[BEGIN SUPPLIED MATERIAL]

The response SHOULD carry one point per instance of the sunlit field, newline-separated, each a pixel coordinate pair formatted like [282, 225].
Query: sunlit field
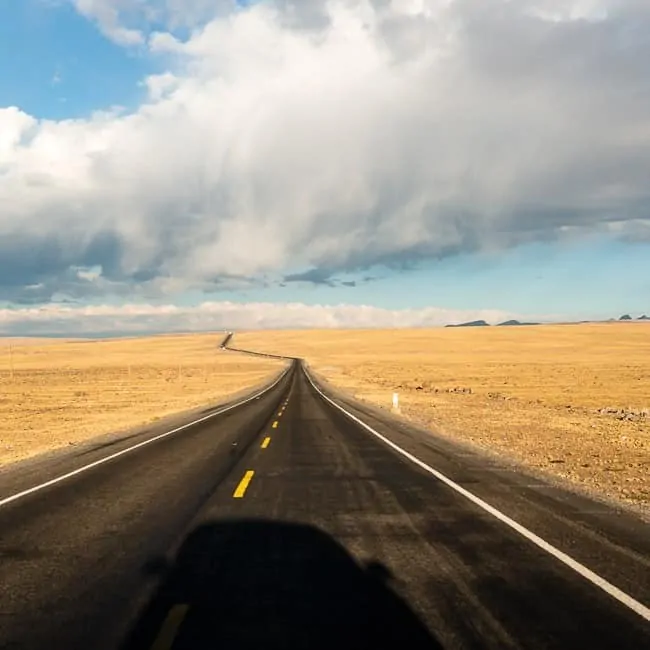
[571, 400]
[60, 393]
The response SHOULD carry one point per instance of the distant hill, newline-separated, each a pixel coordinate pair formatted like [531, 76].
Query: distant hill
[474, 323]
[509, 323]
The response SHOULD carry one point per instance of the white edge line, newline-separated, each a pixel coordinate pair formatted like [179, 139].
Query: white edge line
[101, 461]
[594, 578]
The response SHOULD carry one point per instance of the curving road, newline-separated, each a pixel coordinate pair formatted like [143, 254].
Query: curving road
[300, 519]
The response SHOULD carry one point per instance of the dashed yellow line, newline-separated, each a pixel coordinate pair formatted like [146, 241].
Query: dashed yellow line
[169, 629]
[243, 484]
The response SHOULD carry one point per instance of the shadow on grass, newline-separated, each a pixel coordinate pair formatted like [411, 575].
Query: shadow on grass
[246, 584]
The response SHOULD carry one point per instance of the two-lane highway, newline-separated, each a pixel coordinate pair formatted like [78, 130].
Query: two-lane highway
[316, 530]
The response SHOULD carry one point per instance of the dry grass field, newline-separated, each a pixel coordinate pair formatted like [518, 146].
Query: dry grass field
[536, 391]
[58, 393]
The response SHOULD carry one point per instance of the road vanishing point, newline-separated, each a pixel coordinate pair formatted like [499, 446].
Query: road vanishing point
[299, 518]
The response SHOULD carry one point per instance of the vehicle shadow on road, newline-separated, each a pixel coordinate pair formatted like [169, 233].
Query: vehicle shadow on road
[264, 584]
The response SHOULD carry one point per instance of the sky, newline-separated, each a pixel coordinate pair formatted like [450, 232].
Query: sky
[208, 164]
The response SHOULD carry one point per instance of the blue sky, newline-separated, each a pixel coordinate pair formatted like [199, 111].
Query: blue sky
[57, 64]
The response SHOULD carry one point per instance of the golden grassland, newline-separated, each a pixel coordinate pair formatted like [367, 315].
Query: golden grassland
[536, 391]
[59, 393]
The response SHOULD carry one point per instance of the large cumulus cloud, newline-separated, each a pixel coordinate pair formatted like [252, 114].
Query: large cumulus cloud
[334, 135]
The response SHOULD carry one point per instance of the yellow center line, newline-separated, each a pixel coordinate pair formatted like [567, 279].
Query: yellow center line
[169, 629]
[243, 484]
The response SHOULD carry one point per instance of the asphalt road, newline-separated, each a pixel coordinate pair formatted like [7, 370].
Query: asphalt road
[283, 523]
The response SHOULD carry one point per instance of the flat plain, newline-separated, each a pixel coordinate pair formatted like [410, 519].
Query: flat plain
[56, 393]
[568, 400]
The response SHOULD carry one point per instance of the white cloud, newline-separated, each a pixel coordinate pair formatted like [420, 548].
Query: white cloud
[108, 15]
[338, 135]
[56, 319]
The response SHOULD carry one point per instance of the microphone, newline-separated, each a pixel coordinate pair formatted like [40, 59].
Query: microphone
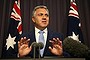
[75, 48]
[34, 45]
[40, 45]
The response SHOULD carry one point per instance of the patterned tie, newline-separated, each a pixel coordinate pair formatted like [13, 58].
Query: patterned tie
[41, 39]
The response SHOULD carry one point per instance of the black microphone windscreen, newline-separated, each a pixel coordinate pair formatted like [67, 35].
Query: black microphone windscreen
[75, 48]
[41, 45]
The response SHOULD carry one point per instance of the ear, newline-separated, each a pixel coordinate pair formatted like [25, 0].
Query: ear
[33, 19]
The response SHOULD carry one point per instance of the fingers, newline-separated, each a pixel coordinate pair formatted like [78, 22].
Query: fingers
[23, 41]
[56, 41]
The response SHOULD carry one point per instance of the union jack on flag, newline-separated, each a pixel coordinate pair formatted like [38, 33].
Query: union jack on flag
[14, 29]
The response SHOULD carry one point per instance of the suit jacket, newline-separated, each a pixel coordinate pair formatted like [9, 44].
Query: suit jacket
[32, 38]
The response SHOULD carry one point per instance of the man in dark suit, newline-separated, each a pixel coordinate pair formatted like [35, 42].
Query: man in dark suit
[52, 40]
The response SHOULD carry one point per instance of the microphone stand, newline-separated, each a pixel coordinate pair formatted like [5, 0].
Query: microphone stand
[34, 52]
[39, 52]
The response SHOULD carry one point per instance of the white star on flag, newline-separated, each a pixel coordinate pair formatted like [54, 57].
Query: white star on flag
[75, 37]
[10, 42]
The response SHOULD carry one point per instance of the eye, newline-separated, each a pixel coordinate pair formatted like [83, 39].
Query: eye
[46, 15]
[40, 14]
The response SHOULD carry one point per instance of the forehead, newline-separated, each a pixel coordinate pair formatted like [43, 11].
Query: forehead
[41, 10]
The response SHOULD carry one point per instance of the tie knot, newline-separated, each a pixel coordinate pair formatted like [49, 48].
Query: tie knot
[41, 32]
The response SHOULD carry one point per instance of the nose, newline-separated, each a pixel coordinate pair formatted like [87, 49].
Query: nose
[43, 18]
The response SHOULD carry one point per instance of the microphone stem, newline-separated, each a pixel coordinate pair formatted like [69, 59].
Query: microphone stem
[34, 53]
[39, 52]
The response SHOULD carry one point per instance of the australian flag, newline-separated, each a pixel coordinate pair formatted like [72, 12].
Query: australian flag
[14, 29]
[74, 25]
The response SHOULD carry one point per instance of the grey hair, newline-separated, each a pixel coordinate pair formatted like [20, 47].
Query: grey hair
[37, 7]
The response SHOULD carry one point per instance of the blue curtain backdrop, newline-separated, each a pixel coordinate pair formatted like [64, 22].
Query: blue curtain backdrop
[59, 10]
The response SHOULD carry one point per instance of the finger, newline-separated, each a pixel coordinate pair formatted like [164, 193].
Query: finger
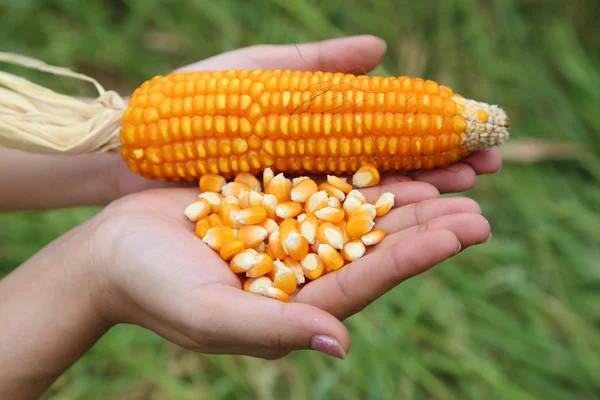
[354, 54]
[418, 213]
[249, 322]
[457, 177]
[350, 289]
[484, 161]
[469, 228]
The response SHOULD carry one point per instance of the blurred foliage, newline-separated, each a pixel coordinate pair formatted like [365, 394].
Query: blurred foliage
[517, 318]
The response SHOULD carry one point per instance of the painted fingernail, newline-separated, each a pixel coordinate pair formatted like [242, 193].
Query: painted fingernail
[329, 346]
[459, 248]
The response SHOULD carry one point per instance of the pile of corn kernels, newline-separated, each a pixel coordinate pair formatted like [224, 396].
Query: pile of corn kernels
[278, 235]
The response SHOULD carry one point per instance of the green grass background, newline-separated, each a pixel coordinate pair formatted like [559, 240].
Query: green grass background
[518, 318]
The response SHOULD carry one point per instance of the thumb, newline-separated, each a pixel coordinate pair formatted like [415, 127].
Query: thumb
[263, 327]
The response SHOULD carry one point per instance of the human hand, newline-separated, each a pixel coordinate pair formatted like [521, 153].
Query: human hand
[155, 273]
[356, 55]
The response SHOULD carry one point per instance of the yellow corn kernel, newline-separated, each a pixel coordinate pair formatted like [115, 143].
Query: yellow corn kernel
[283, 277]
[234, 189]
[353, 250]
[373, 237]
[366, 176]
[332, 191]
[270, 225]
[358, 226]
[202, 226]
[288, 209]
[316, 202]
[328, 233]
[230, 249]
[303, 189]
[211, 183]
[243, 261]
[249, 180]
[384, 203]
[339, 183]
[269, 203]
[312, 265]
[330, 214]
[364, 209]
[296, 269]
[280, 187]
[228, 215]
[251, 215]
[198, 210]
[263, 264]
[350, 204]
[214, 199]
[267, 178]
[274, 248]
[308, 228]
[332, 259]
[295, 244]
[214, 220]
[252, 235]
[216, 237]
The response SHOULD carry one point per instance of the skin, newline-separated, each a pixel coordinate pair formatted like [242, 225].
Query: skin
[139, 262]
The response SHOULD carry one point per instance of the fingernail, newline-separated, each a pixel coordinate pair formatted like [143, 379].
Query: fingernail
[329, 346]
[458, 250]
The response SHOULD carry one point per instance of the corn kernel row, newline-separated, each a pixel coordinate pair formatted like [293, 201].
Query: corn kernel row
[279, 233]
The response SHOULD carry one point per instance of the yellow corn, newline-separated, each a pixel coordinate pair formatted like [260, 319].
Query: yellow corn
[211, 183]
[183, 125]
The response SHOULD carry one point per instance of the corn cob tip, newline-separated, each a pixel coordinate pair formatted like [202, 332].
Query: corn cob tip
[487, 125]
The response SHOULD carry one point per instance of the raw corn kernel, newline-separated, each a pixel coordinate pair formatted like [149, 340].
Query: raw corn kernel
[211, 183]
[263, 264]
[280, 187]
[198, 210]
[267, 178]
[366, 176]
[274, 248]
[216, 237]
[328, 233]
[252, 235]
[228, 215]
[365, 209]
[243, 261]
[296, 269]
[269, 202]
[214, 220]
[312, 265]
[330, 214]
[283, 277]
[373, 237]
[332, 259]
[234, 189]
[295, 245]
[384, 203]
[230, 249]
[202, 226]
[350, 204]
[249, 180]
[288, 209]
[252, 215]
[353, 250]
[316, 202]
[214, 199]
[339, 183]
[332, 191]
[308, 228]
[358, 226]
[303, 189]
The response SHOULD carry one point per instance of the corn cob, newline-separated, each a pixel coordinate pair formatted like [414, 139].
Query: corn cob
[182, 126]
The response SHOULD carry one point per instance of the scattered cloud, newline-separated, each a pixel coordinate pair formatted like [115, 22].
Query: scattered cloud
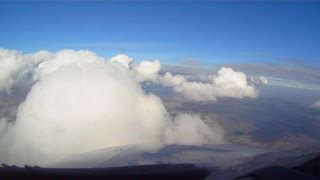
[317, 104]
[228, 83]
[80, 102]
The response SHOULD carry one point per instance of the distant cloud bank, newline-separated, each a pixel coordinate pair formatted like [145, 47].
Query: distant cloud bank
[79, 102]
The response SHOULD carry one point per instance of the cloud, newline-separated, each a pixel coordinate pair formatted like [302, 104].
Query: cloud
[147, 70]
[259, 80]
[227, 83]
[123, 59]
[81, 102]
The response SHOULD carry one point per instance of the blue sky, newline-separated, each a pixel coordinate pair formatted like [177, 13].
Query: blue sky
[210, 32]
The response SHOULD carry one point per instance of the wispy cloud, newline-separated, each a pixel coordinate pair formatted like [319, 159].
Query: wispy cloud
[117, 45]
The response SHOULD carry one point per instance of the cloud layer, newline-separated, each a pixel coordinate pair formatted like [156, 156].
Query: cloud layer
[80, 102]
[227, 83]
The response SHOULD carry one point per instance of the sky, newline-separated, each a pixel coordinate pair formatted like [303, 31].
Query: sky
[207, 32]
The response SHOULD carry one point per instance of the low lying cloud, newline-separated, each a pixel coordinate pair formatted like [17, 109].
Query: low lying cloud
[259, 80]
[227, 83]
[317, 104]
[80, 102]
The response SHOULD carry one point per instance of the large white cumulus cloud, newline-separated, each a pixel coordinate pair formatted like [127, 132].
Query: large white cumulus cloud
[81, 102]
[227, 83]
[15, 66]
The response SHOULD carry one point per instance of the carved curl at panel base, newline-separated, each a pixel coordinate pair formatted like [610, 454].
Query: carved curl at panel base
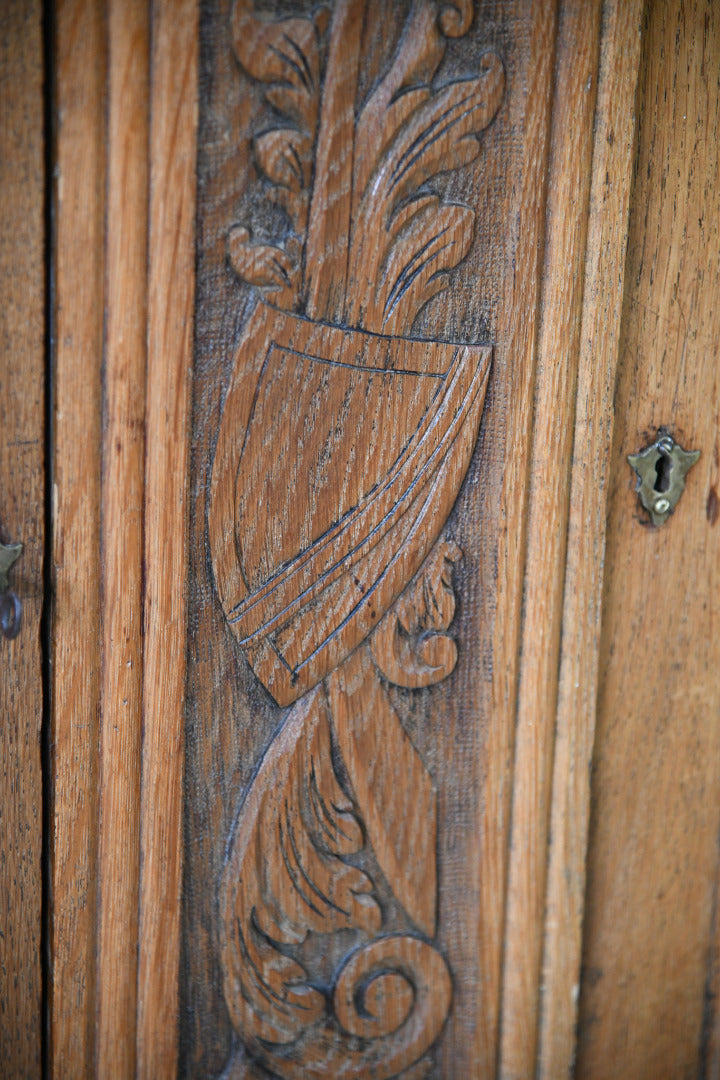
[289, 876]
[342, 447]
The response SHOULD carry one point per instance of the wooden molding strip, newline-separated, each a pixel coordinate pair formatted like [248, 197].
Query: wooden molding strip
[171, 300]
[607, 238]
[558, 345]
[78, 254]
[649, 1003]
[122, 532]
[22, 521]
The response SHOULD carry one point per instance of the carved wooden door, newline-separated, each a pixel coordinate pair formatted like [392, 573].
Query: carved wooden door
[361, 699]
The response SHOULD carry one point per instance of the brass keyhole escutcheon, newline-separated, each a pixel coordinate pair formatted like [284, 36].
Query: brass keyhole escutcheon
[662, 469]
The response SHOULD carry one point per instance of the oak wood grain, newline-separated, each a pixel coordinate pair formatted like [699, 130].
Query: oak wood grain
[122, 531]
[569, 173]
[171, 294]
[230, 721]
[78, 312]
[653, 854]
[22, 520]
[578, 682]
[515, 329]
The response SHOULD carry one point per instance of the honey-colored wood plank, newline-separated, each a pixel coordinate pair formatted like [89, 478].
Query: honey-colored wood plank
[78, 248]
[610, 190]
[122, 539]
[171, 298]
[653, 855]
[22, 520]
[516, 334]
[558, 346]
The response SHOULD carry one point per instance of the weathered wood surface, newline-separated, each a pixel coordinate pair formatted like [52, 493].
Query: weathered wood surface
[578, 678]
[22, 520]
[649, 991]
[416, 823]
[76, 567]
[171, 295]
[231, 719]
[123, 203]
[122, 532]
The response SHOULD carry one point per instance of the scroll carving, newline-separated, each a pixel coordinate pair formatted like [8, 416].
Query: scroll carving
[342, 446]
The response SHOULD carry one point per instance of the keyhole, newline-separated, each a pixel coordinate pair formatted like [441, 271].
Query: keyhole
[663, 468]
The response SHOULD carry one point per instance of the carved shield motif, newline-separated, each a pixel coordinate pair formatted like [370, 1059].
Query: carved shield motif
[340, 454]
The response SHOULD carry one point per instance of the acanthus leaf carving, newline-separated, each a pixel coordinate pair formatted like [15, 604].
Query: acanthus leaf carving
[326, 542]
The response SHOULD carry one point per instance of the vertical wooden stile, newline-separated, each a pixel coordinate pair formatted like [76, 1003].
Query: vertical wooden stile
[78, 308]
[569, 173]
[607, 235]
[649, 995]
[22, 521]
[516, 335]
[171, 298]
[122, 531]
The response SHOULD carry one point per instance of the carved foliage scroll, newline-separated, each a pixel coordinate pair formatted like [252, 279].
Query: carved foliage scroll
[342, 446]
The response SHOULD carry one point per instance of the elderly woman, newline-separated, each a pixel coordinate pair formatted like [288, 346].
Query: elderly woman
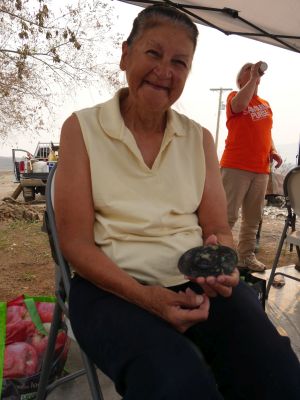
[150, 189]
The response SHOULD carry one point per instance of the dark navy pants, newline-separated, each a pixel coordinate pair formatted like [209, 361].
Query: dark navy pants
[236, 354]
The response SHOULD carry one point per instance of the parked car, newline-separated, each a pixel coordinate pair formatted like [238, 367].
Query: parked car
[32, 170]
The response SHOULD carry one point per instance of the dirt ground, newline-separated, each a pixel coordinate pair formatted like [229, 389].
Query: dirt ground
[25, 259]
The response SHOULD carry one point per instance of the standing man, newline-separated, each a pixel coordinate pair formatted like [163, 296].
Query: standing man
[245, 163]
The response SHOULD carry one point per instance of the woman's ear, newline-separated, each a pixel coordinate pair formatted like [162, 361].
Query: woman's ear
[123, 60]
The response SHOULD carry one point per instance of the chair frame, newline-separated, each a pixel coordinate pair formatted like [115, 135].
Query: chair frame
[62, 289]
[290, 223]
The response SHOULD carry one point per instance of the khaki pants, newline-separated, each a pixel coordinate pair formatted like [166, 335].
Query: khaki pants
[245, 190]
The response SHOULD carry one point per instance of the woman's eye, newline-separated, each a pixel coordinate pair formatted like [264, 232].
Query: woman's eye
[180, 62]
[153, 53]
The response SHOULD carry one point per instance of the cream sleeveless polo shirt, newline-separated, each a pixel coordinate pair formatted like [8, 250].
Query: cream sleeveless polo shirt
[144, 218]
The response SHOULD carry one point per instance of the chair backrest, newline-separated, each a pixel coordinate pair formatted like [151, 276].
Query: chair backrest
[63, 266]
[291, 187]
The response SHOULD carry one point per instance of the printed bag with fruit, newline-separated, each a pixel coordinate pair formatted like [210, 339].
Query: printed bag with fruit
[24, 329]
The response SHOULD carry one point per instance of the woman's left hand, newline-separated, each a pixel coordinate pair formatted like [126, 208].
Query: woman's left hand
[217, 285]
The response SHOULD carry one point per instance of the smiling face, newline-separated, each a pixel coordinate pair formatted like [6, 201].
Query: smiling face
[157, 65]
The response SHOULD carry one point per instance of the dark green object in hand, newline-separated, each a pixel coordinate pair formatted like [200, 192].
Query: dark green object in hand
[210, 260]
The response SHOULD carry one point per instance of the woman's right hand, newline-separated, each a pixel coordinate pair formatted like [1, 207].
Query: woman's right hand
[182, 310]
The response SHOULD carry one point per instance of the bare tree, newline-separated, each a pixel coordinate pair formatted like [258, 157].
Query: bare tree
[45, 52]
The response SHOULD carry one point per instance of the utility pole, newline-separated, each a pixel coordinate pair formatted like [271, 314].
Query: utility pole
[220, 90]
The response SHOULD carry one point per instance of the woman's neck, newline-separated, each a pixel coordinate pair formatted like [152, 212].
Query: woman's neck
[141, 121]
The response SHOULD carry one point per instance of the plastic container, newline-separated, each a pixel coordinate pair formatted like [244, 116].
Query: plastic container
[40, 166]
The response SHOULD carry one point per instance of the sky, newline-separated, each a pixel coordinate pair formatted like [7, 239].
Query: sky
[217, 60]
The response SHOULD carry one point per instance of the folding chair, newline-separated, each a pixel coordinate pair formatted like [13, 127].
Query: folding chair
[63, 277]
[290, 235]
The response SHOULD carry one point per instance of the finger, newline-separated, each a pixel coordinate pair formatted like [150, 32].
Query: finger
[223, 290]
[209, 290]
[211, 240]
[190, 299]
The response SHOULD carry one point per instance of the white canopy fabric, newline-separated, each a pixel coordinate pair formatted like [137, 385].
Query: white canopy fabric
[275, 22]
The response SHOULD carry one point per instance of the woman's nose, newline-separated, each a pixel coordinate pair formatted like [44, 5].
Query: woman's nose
[163, 69]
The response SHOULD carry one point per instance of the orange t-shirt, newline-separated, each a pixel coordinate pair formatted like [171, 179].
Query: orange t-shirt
[249, 140]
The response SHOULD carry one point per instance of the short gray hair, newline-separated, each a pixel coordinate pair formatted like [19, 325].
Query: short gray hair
[155, 14]
[240, 73]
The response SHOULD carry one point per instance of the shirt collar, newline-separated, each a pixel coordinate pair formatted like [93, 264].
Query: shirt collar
[113, 124]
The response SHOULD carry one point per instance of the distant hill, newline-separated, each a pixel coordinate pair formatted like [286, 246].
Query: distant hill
[6, 164]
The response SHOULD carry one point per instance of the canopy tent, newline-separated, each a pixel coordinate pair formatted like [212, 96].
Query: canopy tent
[270, 21]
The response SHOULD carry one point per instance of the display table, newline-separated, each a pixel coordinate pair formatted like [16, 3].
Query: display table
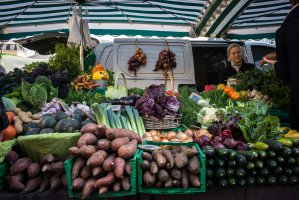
[288, 192]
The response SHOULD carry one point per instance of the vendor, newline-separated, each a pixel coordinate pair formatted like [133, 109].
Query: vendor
[235, 63]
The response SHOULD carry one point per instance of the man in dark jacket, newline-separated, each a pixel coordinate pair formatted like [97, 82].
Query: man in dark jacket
[287, 65]
[235, 64]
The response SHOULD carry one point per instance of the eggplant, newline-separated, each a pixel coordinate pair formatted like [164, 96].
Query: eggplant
[129, 100]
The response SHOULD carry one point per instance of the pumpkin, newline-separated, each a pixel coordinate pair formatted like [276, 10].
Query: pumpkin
[9, 133]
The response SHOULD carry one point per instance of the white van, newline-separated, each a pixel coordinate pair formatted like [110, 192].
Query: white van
[198, 61]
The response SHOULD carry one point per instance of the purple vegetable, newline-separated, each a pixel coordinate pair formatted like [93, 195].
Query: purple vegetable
[242, 146]
[230, 143]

[END SUPPLIED MATERIAL]

* _WHAT YOU WILL DO_:
Your task is to give again, unchanged, the lines from the line that contains "The response SHOULD carry one point per instance of the display" to the end of the records. Include both end lines but no pictures.

* _REPLY TO THE TASK_:
The response SHOULD carry one point per instance of the display table, newline-separated, each a pixel coordinate pair formatted like [16, 3].
Query: display table
[288, 192]
The response SHOULD carry one point per instance of the vendor, newline-separated, each a pixel coordinate pair formatted like [133, 109].
Query: vendor
[235, 63]
The response SHOULD carry one point per instance of the man in dark jacket, newline-separated, each a pixel coordinate pair formatted like [97, 82].
Query: man in dark jacket
[287, 65]
[235, 64]
The response SHOULD carry one point per instance of the eggplant, newline-separated, each a pixel coordinate pair formatted like [164, 96].
Query: eggplant
[129, 100]
The response SHOULD carry one point per instance of the pumpkin, newline-separated, each a pixel coordinate pair formatted like [276, 10].
Query: pumpkin
[9, 133]
The response SHOULD carry one point per instance of the white van, newline-separated, each a pixel coordinate pair formatted like [110, 192].
Query: white van
[198, 61]
The response SHOULD carry one point per instance of the purple vegetable, newline-separated, each a pixel coordinate pair formatted like [93, 195].
Query: purple vegetable
[242, 146]
[230, 143]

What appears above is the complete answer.